What you have to do →
Copy the records from the line containing "Target: small gold bowl" through the end of the records, inclusive, keeping their requests. Scale every x and y coordinate in the answers by 1.3 and round to whole numbers, with halves rounding up.

Entries provided →
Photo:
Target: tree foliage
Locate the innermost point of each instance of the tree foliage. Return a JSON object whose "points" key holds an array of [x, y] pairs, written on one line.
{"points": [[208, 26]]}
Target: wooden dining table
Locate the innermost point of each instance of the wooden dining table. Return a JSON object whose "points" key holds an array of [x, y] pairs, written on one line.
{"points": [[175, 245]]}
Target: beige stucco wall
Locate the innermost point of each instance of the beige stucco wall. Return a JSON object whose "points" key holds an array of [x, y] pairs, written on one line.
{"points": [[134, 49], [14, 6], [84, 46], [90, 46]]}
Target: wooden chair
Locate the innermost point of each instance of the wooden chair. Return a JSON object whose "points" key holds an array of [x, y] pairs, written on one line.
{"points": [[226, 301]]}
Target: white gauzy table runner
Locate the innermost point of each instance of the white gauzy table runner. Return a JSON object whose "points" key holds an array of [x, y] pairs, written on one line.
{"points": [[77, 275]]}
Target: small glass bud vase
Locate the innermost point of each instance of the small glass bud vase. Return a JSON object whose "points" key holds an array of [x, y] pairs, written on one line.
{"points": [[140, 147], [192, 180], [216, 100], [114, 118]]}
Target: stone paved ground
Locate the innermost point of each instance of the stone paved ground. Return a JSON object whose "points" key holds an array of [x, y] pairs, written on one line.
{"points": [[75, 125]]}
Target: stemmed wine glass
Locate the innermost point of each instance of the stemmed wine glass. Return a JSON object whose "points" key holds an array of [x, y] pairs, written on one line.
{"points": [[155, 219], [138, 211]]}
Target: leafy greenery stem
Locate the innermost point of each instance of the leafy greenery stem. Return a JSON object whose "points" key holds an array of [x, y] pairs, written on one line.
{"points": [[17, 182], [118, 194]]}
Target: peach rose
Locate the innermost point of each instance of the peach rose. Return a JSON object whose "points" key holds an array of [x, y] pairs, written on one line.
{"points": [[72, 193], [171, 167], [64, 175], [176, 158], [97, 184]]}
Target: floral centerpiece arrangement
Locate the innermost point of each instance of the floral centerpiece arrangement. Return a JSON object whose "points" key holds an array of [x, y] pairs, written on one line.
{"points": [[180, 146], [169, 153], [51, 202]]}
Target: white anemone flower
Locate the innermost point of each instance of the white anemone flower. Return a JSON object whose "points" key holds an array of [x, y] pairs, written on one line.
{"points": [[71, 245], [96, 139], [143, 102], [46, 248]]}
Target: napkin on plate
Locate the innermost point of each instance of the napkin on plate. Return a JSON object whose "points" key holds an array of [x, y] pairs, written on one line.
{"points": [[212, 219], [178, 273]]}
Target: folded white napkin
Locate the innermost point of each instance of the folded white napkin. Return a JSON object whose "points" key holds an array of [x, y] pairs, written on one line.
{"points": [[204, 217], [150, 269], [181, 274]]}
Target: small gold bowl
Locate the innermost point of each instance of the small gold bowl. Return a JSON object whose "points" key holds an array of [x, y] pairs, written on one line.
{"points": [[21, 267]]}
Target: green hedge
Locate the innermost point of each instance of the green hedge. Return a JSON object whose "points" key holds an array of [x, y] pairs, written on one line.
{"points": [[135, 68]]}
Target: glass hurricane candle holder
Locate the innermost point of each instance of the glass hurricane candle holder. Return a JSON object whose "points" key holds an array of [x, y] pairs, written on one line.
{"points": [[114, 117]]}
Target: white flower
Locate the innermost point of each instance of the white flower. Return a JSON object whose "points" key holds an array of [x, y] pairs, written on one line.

Exercise answer →
Target: small gold bowl
Locate the innermost point of each instance of the small gold bowl. Return a JSON object whose "points" key holds an array of [x, y] pairs, written on one line.
{"points": [[27, 347]]}
Target: green hedge
Locate the innermost point of each instance of the green hedge. Return a JSON object whose "points" key holds an array of [x, y] pairs, written on one line.
{"points": [[176, 88]]}
Target: glass hurricane candle holder
Locate the innermost point of each instance of the glass hurricane candle holder. Return a JSON object whose "points" key holds an array of [x, y] pairs, written on one line.
{"points": [[148, 152]]}
Target: white flower
Locate the innermost point of each instance of the white flower. Return a JSON object whose "points" key holds an array of [x, y] pairs, written on one line.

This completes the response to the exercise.